- _Task item_: Would you write out each line of the material below exactly, skipping every picture?

************

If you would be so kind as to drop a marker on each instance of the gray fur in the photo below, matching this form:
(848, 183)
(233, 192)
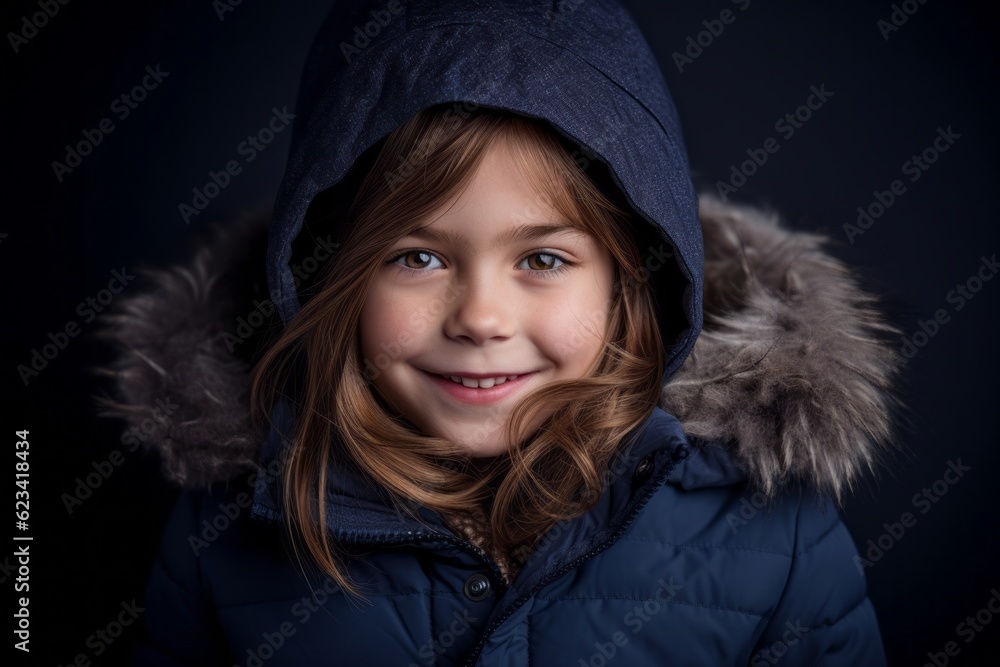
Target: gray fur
(792, 370)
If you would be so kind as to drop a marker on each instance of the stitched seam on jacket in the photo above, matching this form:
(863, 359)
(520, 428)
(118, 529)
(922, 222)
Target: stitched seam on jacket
(705, 546)
(853, 610)
(833, 527)
(451, 596)
(635, 599)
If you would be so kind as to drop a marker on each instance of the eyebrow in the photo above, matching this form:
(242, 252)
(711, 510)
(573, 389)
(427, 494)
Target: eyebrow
(519, 233)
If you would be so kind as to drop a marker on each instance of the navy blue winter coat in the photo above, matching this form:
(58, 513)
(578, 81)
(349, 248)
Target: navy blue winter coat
(717, 540)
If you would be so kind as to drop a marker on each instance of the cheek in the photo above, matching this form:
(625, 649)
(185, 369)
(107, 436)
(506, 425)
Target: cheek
(392, 322)
(573, 329)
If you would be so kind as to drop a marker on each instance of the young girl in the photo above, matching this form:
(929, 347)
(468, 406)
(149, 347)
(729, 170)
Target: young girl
(486, 434)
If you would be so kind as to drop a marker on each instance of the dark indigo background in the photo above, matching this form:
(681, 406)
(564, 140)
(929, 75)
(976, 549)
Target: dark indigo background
(120, 209)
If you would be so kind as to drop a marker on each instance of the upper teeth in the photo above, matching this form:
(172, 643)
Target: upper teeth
(484, 383)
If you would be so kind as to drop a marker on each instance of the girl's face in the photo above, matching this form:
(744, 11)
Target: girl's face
(492, 299)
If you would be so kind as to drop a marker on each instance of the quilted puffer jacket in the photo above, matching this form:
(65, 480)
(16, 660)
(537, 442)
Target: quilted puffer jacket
(717, 540)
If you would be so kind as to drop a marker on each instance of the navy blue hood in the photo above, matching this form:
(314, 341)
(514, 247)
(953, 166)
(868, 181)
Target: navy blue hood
(582, 65)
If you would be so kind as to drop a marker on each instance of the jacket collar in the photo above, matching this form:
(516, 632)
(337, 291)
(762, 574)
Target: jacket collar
(359, 511)
(791, 378)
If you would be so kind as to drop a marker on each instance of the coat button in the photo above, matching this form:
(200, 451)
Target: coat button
(643, 470)
(477, 587)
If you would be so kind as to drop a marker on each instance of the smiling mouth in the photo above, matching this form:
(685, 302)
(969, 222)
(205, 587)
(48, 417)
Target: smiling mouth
(479, 383)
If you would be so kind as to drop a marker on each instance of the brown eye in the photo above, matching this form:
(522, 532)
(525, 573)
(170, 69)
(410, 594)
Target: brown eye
(542, 261)
(417, 259)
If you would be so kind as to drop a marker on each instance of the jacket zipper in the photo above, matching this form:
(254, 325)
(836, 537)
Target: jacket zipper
(527, 595)
(439, 537)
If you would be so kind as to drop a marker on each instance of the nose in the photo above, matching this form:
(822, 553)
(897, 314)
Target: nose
(482, 310)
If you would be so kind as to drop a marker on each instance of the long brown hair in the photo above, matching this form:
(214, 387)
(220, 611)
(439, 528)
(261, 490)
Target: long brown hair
(556, 473)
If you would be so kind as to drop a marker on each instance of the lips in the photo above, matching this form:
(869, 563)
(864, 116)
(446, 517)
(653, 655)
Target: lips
(479, 388)
(480, 383)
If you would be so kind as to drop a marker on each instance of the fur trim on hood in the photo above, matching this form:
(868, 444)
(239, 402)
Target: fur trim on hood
(792, 372)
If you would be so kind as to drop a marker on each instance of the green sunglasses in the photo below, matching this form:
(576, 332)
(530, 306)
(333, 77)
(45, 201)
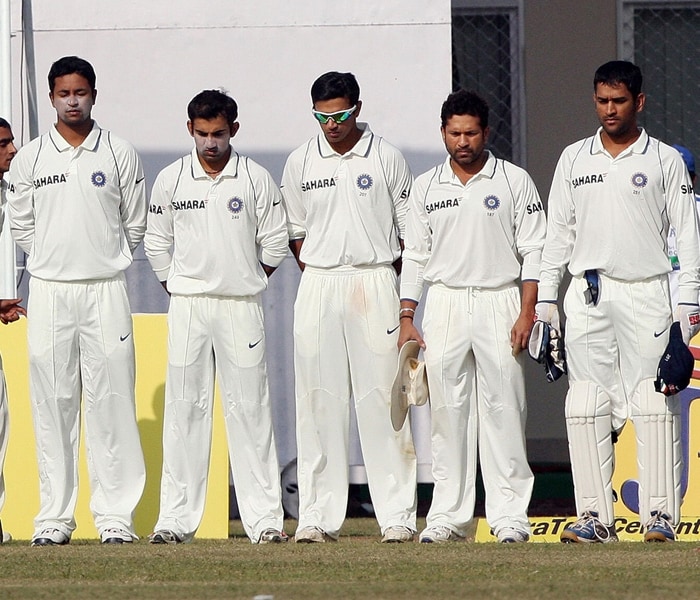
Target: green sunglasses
(339, 117)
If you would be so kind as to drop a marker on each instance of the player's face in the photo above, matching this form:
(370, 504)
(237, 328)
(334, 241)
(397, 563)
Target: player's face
(342, 134)
(617, 109)
(212, 138)
(7, 149)
(73, 99)
(465, 139)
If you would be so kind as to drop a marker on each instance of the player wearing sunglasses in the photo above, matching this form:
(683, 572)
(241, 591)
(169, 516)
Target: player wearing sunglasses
(346, 193)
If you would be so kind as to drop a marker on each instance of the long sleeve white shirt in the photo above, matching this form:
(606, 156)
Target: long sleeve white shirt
(486, 233)
(78, 213)
(349, 209)
(209, 236)
(613, 215)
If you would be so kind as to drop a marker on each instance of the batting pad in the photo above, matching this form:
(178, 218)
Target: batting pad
(589, 426)
(659, 464)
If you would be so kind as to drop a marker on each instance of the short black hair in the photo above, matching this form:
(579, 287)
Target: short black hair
(69, 65)
(210, 104)
(463, 102)
(335, 85)
(618, 72)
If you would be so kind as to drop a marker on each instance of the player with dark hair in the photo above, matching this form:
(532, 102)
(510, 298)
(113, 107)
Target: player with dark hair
(207, 208)
(475, 226)
(10, 310)
(612, 200)
(346, 193)
(78, 209)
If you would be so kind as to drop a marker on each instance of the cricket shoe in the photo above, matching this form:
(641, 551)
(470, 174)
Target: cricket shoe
(312, 535)
(438, 534)
(397, 535)
(50, 536)
(659, 528)
(272, 536)
(589, 529)
(116, 535)
(510, 535)
(164, 536)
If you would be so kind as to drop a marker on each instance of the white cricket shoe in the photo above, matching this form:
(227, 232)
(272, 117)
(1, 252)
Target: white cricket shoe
(272, 536)
(50, 536)
(438, 534)
(510, 535)
(312, 535)
(397, 535)
(116, 535)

************

- _Task response_:
If you would be so kind as to drop a marker on each instance of the gray fur in the photo below, matching this form:
(848, 183)
(233, 192)
Target: gray fur
(792, 370)
If you would be so kind as to drop a marker on each instance of the stitched seam on jacket in the photo above, matching this form:
(863, 359)
(520, 428)
(118, 529)
(922, 222)
Target: stitched seam on jacket
(705, 546)
(853, 610)
(833, 527)
(451, 596)
(635, 599)
If you would be so kind as to drop a marker on each instance of the eyebrow in the photo above, matching this form:
(242, 252)
(711, 510)
(573, 389)
(427, 494)
Target: eyebrow
(519, 233)
If you would be so kind as to drop a marker on each instance of the navy blue winter coat in the photo above, matching this form:
(58, 513)
(578, 81)
(349, 248)
Target: navy blue winter coat
(717, 540)
If you would be so kind as to drop a marker on each instance of the cheek in the photo above, matching this form:
(625, 649)
(185, 369)
(107, 436)
(506, 425)
Target: cheek
(392, 322)
(573, 329)
If you would be so kind as to drop a marker on each instance of the young girl in the photo above, matching this form:
(929, 347)
(468, 406)
(149, 347)
(729, 170)
Target: young girl
(486, 434)
If you would be so kind as to drop a marker on each instance of the dark indigo background in the photo above, matching this form:
(681, 406)
(564, 140)
(929, 75)
(976, 549)
Target: dark indigo background
(120, 209)
If you would be so kind as to drop a marker on each instance of the upper teeth in the photo above, matching this form:
(172, 643)
Target: upper teeth
(484, 383)
If you would be so kind as to drop a marker on each instance of the girl's face in the photo above, matching this form:
(744, 11)
Target: girl's face
(492, 299)
If you would be so kind as to drop a marker on each instance of the quilted puffer jacket in the photo above, matching this form:
(65, 480)
(16, 660)
(537, 442)
Target: quilted puffer jacket
(717, 540)
If you would be so kind as to drop a marker on each instance of the navy blue hood in the photo above, matching this form:
(314, 341)
(514, 247)
(953, 166)
(868, 181)
Target: navy blue hood
(582, 65)
If you would be so kind as to drop a marker on each instance of the jacket collar in the photo above, matching this form:
(516, 632)
(337, 291)
(762, 574)
Target: jacket collar
(359, 511)
(791, 378)
If you would be so kind as to drop a marker on each instance of the coat button in the photo above, matching this form:
(200, 451)
Target: coat button
(643, 470)
(477, 587)
If you would be so kind as to drop a marker on each instance of the smiling mouth in the photo above, matching this form:
(685, 302)
(969, 222)
(205, 587)
(48, 417)
Target: smiling mouth
(479, 383)
If you would be so kind as to drop a marker on each instance of the brown eye in the photo above, matching this form:
(522, 532)
(525, 573)
(170, 69)
(410, 594)
Target: brown eye
(542, 261)
(417, 259)
If you would be so kind as to drop a marker on each instance of the jacket zipper in the photo above, matching this form:
(254, 325)
(836, 537)
Target: jacket zipper
(527, 595)
(439, 537)
If you would be so kind as to drop a marker on each instance of the nose in the photo above, matching this form:
(822, 553)
(897, 314)
Target: nose
(482, 310)
If you would be so kind as to drop a marker on each instance of the long brown hair in the photo above, matching this form:
(214, 387)
(220, 611)
(439, 528)
(261, 490)
Target: long brown hair
(556, 473)
If you would be so kind as to drop a marker on each instance of the lips in the photo above, matching this form:
(869, 563)
(864, 116)
(446, 517)
(653, 655)
Target: lips
(479, 388)
(480, 383)
If you would be so kind as to drop a marker on each instance of the fur trim on hood in the photo above, matching this form:
(868, 444)
(239, 402)
Target: fur trim on hood
(792, 372)
If you would be so kind as to drop a marker on each instance of the green sunglasses in the photo below, matching this form:
(576, 332)
(530, 306)
(333, 77)
(45, 201)
Target: green sunglasses
(339, 117)
If you would be so kind as to drop a marker on each instance of the player's face in the photo above, matching this form:
(370, 504)
(237, 328)
(334, 241)
(397, 563)
Target: player's face
(342, 134)
(617, 109)
(212, 138)
(7, 149)
(73, 99)
(465, 139)
If you would be so kind as to drop a marker on each instance of the player wearing sunglasses in the photo above, matching this form:
(683, 572)
(241, 591)
(169, 516)
Target: player wearing sunglasses
(346, 193)
If you would be so kind as to drop a marker on each instance of the long sleeve white shirt in the photo above, matching this form:
(606, 156)
Target: long sleeve white shirt
(486, 233)
(78, 213)
(349, 209)
(209, 236)
(613, 215)
If you would be so kind as to drop a marker on each instance of the batting pad in the photo above, matching this form:
(178, 218)
Target: batting pad
(589, 426)
(659, 464)
If you would be so kind as to drop a marker on each instance of the short black hair in the photo above, matching this form:
(579, 287)
Target: short black hair
(69, 65)
(210, 104)
(463, 102)
(335, 85)
(618, 72)
If you would be so kind as to drop a marker on each instance of the player with dark hair in the photo above, matching this form:
(532, 102)
(510, 298)
(113, 107)
Target: player with dark hair
(207, 208)
(475, 226)
(10, 310)
(612, 200)
(346, 193)
(78, 209)
If you would be so kind as to drop a marker on each instance of the cricket shoe in the photo above, matching this form:
(641, 551)
(470, 174)
Target: cricket shoe
(312, 535)
(438, 534)
(397, 535)
(50, 536)
(659, 528)
(272, 536)
(589, 529)
(116, 535)
(510, 535)
(164, 536)
If you would be so kind as to drop a marker on each instance of the white cricket shoe in the photo above, matching this form:
(227, 232)
(272, 117)
(1, 252)
Target: white cricket shoe
(272, 536)
(50, 536)
(438, 534)
(510, 535)
(312, 535)
(397, 535)
(116, 535)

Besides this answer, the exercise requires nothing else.